TASK DIRECTIONS:
Reproduce the material below word for word, from its first line to its last.
..............................
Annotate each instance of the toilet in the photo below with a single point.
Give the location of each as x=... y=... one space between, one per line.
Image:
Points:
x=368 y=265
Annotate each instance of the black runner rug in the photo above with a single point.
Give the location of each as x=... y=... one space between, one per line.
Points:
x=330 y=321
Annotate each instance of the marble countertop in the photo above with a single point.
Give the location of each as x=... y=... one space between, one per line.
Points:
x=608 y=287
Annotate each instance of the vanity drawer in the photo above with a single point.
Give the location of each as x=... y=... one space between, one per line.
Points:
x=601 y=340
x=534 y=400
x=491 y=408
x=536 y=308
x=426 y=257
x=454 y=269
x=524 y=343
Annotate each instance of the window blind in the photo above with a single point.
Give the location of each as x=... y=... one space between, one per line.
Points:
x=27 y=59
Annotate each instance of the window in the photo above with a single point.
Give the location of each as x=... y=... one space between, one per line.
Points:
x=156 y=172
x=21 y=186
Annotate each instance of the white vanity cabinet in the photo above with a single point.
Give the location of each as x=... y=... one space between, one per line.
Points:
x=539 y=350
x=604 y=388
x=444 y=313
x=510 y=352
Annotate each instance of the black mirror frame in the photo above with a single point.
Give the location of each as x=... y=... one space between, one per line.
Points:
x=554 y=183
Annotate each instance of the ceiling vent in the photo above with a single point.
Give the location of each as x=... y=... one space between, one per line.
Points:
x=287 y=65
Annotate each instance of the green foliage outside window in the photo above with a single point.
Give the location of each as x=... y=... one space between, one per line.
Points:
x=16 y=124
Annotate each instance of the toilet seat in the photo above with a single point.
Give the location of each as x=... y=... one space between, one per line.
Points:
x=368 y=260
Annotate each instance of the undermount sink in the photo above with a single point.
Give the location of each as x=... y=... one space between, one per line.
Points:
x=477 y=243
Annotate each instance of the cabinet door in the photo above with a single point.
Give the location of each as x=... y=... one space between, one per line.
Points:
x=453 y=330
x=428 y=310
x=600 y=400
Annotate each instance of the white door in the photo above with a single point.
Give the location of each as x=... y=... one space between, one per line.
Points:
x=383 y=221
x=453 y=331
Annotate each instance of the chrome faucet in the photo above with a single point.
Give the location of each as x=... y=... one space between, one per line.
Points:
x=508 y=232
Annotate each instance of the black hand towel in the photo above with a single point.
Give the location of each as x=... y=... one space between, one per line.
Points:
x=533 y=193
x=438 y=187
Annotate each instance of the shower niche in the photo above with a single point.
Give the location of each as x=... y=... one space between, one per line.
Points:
..............................
FINISHED EXERCISE:
Annotate each instance of the toilet in the photo below with a single point.
Give the location of each as x=... y=... one space between, one per line.
Image:
Points:
x=368 y=265
Annotate each instance of the black runner rug in the photo above with a single point.
Give the location of each as x=... y=... one space between, one per line.
Points:
x=330 y=321
Annotate each instance of the marble countertop in the photo above with a single point.
Give the location of each as x=... y=... one space between, one per line.
Points:
x=608 y=287
Annotate each instance of the vanity drawer in the photo above with a single point.
Give the location of each as x=... y=... one space between, one per line.
Points:
x=601 y=340
x=534 y=400
x=491 y=408
x=536 y=308
x=426 y=257
x=454 y=269
x=524 y=343
Annotate each instance of the window blind in the photo above with a single point.
Give the location of each as x=... y=... one space between, one per line.
Points:
x=27 y=59
Annotate each instance of the window in the photo above with a single point.
Give the location of each as x=... y=... one space between, one per line.
Points:
x=156 y=172
x=21 y=186
Annotate each instance of the white vanity cabinet in the photo above with a single point.
Give the location of each as x=... y=... one space between, one per line.
Points:
x=539 y=350
x=604 y=388
x=444 y=313
x=510 y=352
Annotate each instance of the black mirror frame in the photo above with a single point.
Give the location of each as x=... y=... one space between, one per line.
Points:
x=554 y=183
Annotate each instance of the ceiling vent in the photo above with a single point.
Give the location of each as x=... y=... one space between, one per line.
Points:
x=287 y=65
Annotate each instance of the green foliage outside window in the photo above with a single point.
Give the location of each as x=... y=... one space between, one per line.
Points:
x=16 y=124
Annotate each instance of the toilet seat in the photo above with a single point.
Give the location of each as x=... y=... one space between, one per line.
Points:
x=368 y=260
Annotate each instance of the undermount sink in the photo above with a single point.
Give the location of each as x=... y=... one space between, one per line.
Points:
x=477 y=243
Annotate each instance of the cabinet door in the photo above with a single point.
Give the location of each as x=... y=... one space between, one per line.
Points:
x=453 y=330
x=428 y=310
x=600 y=400
Annotate each instance of the white door in the photo above with a single point.
Give the location of each as x=... y=... one space between, one per line.
Points:
x=383 y=221
x=453 y=331
Annotate each instance of the chrome faucet in the photo above with a single point.
Give the location of each as x=... y=... one space between, one per line.
Points:
x=508 y=232
Annotate each instance of the black hand towel in the photo above with a single point.
Give the location of each as x=... y=... one space between, one per line.
Points:
x=533 y=193
x=438 y=187
Annotate each instance of the shower niche in the photo above with a single point.
Give the location of each as x=... y=... one space between, one per line.
Points:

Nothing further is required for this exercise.